Not only in politics, but also when it comes to security and defense. He insists on not making national security a slave to political needs – even during an election, when he knows that his electorate could revolt against his helplessness, his infuriating money transfers to Hamas, and his neglect of our fallen soldiers, who have not been brought back to Israel for proper burial.
Recently, we have found ourselves in the middle of a campaign. A third election hasn't been called yet, but the campaign has started. Propaganda is being activated to prepare the groundwork for bringing the Arab parties into a coalition, and painting that as a legitimate move, as if decades of wrongdoing will be fixed if a government under Gantz is dependent on the Joint Arab List. The opposite – for years, those parties were outside the coalition consensus by their own choice. They chose to take a nationalist line representing the Arab residents of Judea and Samaria and their aspiration of ousting the Jews from lands that belong to Israel.

DATASET EXTRACT.
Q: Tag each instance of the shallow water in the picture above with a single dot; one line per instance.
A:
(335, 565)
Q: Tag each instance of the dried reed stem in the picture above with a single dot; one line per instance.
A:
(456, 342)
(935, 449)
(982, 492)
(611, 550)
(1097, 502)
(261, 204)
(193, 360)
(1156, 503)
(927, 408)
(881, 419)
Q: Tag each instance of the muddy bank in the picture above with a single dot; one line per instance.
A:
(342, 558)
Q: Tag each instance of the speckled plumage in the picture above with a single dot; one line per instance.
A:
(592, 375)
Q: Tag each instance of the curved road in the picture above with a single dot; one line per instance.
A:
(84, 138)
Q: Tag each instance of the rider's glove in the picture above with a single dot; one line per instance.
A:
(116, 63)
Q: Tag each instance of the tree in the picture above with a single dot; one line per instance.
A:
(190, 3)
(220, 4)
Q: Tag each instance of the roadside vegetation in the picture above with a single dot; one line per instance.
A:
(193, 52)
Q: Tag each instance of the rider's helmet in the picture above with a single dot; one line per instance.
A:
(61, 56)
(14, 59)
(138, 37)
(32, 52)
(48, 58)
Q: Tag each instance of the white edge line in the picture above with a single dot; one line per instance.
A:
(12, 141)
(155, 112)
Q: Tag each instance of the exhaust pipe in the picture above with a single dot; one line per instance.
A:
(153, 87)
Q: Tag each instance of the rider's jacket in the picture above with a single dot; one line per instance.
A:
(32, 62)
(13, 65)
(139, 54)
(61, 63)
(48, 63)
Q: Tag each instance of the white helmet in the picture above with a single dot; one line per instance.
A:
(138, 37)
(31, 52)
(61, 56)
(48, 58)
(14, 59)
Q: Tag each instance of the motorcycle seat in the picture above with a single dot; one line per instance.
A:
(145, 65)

SET TASKS.
[1] Transcribe the portion of the passage on Israeli politics starting at "Recently, we have" and ending at "belong to Israel.".
[2] Decide whether each statement agrees with the passage on Israeli politics, answering yes or no and quoting the words that settle it: (a) A third election has already been called. (b) The Arab parties stayed outside the coalition consensus by their own choice. (c) The fallen soldiers have been brought back to Israel for burial.
[3] Carry the passage on Israeli politics further, picking up after its final sentence.
The data are separate material from the passage on Israeli politics.

IN RESPONSE.
[1]
Recently, we have found ourselves in the middle of a campaign. A third election hasn't been called yet, but the campaign has started. Propaganda is being activated to prepare the groundwork for bringing the Arab parties into a coalition, and painting that as a legitimate move, as if decades of wrongdoing will be fixed if a government under Gantz is dependent on the Joint Arab List. The opposite – for years, those parties were outside the coalition consensus by their own choice. They chose to take a nationalist line representing the Arab residents of Judea and Samaria and their aspiration of ousting the Jews from lands that belong to Israel.

[2]
(a) No: "A third election hasn't been called yet, but the campaign has started."
(b) Yes: "for years, those parties were outside the coalition consensus by their own choice."
(c) No: "who have not been brought back to Israel for proper burial."

[3]
The current campaign seeks to make the public forget that and focus on the ills in Arab society, as if any of the Arab parties have ever worried about them. What used to be the most marginal of matters in their work has become a major issue, all in the name of the goal they share with the Left – to bring down Netanyahu. It's amazing to see how Gantz, Gabi Ashkenazi, Yair Lapid, and maybe even Moshe Ya'alon are willing to drop any of their values for the sake of a passing political aspiration. It's even more astonishing how other members of the party, like MKs Yoaz Hendel and Zvi Hauser are showing more of a backbone and more awareness of history than their party's obsessive, hate-filled leaders.